Seitenauszug ->
..............................
Emotionale Distanz – Abgebrühtheit oder Überlebensmechanismus?
Der Verteidiger gibt sich im Gegensatz zur Staatsanwältin betont lässig, als wäre er sich seines Sieges schon fast sicher. Er plädiert, anders als die Staatsanwältin, an die Emotionen der Zuschauer, indem er sie an das Attentat auf das World Trade Center erinnert. Der Angeklagte Koch scheint ebenfalls in sich zu ruhen, es wirkt auf den Zuschauer fast schon bizarr, wie distanziert er der Verhandlung, die über seine Zukunft bestimmt, beiwohnt. Er ist von der moralischen Richtigkeit seines Handelns überzeugt.
Nur ein einziges Mal weicht er von seiner militärischen, fast schon mechanischen Sprechweise ab und wird für den Zuschauer nahbar: „Hätten sie auch geschossen, wenn Ihre Frau und ihr Sohn im Flugzeug gewesen wären?“ Mit dieser Frage versucht die Staatsanwältin, ihn in die Offensive zu drängen. Doch es gelingt ihr nicht.
Der innere Kompass des Menschen
Es liegt in der Natur der Moral, dass das „richtige Handeln“ stets abgewogen werden muss, man führt einen inneren Dialog mit der Instanz des Gewissens, es gibt keinen klaren moralischen Kompass, nachdem man sich in jeder Lebenssituation richten kann. Doch was geschieht, wenn die Frage nach Richtig oder Falsch plötzlich tausende Menschenleben betrifft?
..............................
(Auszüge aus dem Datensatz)
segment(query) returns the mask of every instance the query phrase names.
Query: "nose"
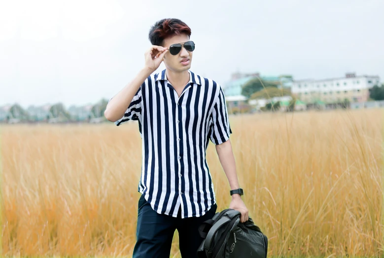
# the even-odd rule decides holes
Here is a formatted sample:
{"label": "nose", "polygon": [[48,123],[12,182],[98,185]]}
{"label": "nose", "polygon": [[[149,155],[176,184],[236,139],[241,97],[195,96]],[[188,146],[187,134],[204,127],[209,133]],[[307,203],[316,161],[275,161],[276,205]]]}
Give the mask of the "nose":
{"label": "nose", "polygon": [[180,56],[182,57],[187,57],[189,56],[189,53],[185,49],[185,48],[184,47],[184,46],[181,48],[181,51],[180,52]]}

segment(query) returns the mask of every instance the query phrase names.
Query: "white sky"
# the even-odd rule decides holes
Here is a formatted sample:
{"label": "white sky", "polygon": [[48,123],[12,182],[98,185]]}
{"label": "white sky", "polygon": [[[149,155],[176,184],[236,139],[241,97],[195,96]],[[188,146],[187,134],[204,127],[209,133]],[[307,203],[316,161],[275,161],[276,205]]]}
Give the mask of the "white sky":
{"label": "white sky", "polygon": [[164,18],[191,27],[191,70],[222,85],[238,71],[384,81],[383,0],[228,2],[0,0],[0,106],[111,97],[143,65]]}

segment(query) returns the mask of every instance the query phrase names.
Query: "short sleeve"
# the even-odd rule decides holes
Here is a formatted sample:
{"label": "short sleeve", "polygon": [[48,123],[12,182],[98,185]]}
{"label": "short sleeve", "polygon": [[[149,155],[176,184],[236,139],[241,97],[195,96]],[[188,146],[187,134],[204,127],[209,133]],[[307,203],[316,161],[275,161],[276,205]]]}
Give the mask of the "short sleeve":
{"label": "short sleeve", "polygon": [[[136,94],[132,99],[132,101],[131,102],[131,104],[128,106],[127,110],[125,111],[124,116],[120,119],[115,122],[115,124],[117,126],[119,126],[120,124],[129,121],[130,120],[139,120],[141,119],[141,88],[143,87],[142,85],[140,86],[140,87],[138,90]],[[112,98],[111,98],[112,99]],[[110,101],[110,99],[109,100]],[[109,101],[108,101],[109,102]]]}
{"label": "short sleeve", "polygon": [[228,141],[232,131],[229,124],[225,97],[221,87],[212,109],[209,139],[212,142],[217,145]]}

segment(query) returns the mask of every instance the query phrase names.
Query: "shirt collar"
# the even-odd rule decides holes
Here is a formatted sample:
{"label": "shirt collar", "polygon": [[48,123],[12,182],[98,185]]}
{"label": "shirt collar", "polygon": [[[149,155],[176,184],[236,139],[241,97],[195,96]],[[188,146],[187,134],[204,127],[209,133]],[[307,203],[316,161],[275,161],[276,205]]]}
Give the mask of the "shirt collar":
{"label": "shirt collar", "polygon": [[[166,69],[163,70],[160,73],[156,75],[156,81],[167,81],[167,75],[165,73]],[[200,80],[200,77],[195,75],[193,72],[188,70],[188,72],[189,73],[189,83],[195,83],[198,85],[201,86],[201,80]]]}

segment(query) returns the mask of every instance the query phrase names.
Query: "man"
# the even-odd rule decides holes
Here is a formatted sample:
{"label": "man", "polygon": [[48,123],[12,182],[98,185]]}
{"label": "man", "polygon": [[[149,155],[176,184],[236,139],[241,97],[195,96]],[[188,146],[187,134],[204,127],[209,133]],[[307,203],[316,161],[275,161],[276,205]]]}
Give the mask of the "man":
{"label": "man", "polygon": [[[241,222],[248,220],[224,95],[218,84],[189,70],[195,49],[190,35],[179,20],[156,23],[144,67],[110,100],[105,112],[117,125],[139,121],[142,161],[135,258],[169,258],[175,229],[182,257],[197,257],[203,240],[198,228],[217,208],[206,160],[209,140],[229,182],[229,207],[241,212]],[[152,75],[163,61],[166,69]]]}

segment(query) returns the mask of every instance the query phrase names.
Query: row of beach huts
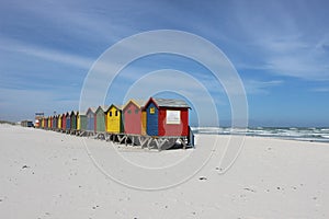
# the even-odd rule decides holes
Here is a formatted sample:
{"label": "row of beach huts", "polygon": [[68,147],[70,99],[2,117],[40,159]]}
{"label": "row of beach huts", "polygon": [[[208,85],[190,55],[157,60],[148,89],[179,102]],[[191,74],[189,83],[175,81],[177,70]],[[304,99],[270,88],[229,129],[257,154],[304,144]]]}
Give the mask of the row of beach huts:
{"label": "row of beach huts", "polygon": [[77,136],[88,136],[141,148],[169,149],[172,146],[194,146],[189,126],[189,110],[184,100],[129,100],[125,105],[89,107],[43,116],[37,128]]}

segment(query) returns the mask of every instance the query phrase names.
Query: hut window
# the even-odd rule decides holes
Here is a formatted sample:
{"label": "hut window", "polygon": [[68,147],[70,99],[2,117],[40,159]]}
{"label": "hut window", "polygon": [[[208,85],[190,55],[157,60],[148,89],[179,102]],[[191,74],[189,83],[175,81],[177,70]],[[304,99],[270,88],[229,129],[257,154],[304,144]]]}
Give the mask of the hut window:
{"label": "hut window", "polygon": [[180,124],[181,123],[181,112],[180,111],[167,111],[167,124]]}

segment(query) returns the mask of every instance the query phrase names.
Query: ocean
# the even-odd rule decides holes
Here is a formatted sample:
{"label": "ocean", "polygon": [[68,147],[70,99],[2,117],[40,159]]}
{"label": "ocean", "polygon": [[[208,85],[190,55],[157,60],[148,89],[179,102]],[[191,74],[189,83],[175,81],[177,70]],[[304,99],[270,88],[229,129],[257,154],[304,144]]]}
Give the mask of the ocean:
{"label": "ocean", "polygon": [[192,127],[194,134],[208,135],[246,135],[271,137],[279,139],[291,139],[302,141],[329,142],[329,128],[286,128],[286,127],[250,127],[250,128],[231,128],[231,127]]}

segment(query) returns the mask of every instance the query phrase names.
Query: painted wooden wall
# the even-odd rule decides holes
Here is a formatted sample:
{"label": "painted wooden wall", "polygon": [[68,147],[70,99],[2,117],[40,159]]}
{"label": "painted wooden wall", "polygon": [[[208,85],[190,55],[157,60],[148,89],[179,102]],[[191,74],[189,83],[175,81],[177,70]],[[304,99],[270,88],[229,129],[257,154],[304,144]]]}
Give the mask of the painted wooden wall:
{"label": "painted wooden wall", "polygon": [[146,132],[149,136],[158,136],[159,123],[158,123],[159,111],[155,103],[149,103],[146,108]]}
{"label": "painted wooden wall", "polygon": [[141,135],[141,110],[134,102],[129,102],[123,110],[125,134]]}
{"label": "painted wooden wall", "polygon": [[123,132],[123,120],[122,120],[122,111],[112,105],[106,112],[106,131],[107,132]]}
..............................
Zu bearbeitende Aufgabe -> Schreiben Sie den Seitenauszug über die Gerichtsverhandlung vollständig und wortgetreu ab. Die Einträge sind eigenständiges Material und gehören nicht zum Seitenauszug.

Lösung zur Aufgabe ->
Emotionale Distanz – Abgebrühtheit oder Überlebensmechanismus?
Der Verteidiger gibt sich im Gegensatz zur Staatsanwältin betont lässig, als wäre er sich seines Sieges schon fast sicher. Er plädiert, anders als die Staatsanwältin, an die Emotionen der Zuschauer, indem er sie an das Attentat auf das World Trade Center erinnert. Der Angeklagte Koch scheint ebenfalls in sich zu ruhen, es wirkt auf den Zuschauer fast schon bizarr, wie distanziert er der Verhandlung, die über seine Zukunft bestimmt, beiwohnt. Er ist von der moralischen Richtigkeit seines Handelns überzeugt.
Nur ein einziges Mal weicht er von seiner militärischen, fast schon mechanischen Sprechweise ab und wird für den Zuschauer nahbar: „Hätten sie auch geschossen, wenn Ihre Frau und ihr Sohn im Flugzeug gewesen wären?“ Mit dieser Frage versucht die Staatsanwältin, ihn in die Offensive zu drängen. Doch es gelingt ihr nicht.
Der innere Kompass des Menschen
Es liegt in der Natur der Moral, dass das „richtige Handeln“ stets abgewogen werden muss, man führt einen inneren Dialog mit der Instanz des Gewissens, es gibt keinen klaren moralischen Kompass, nachdem man sich in jeder Lebenssituation richten kann. Doch was geschieht, wenn die Frage nach Richtig oder Falsch plötzlich tausende Menschenleben betrifft?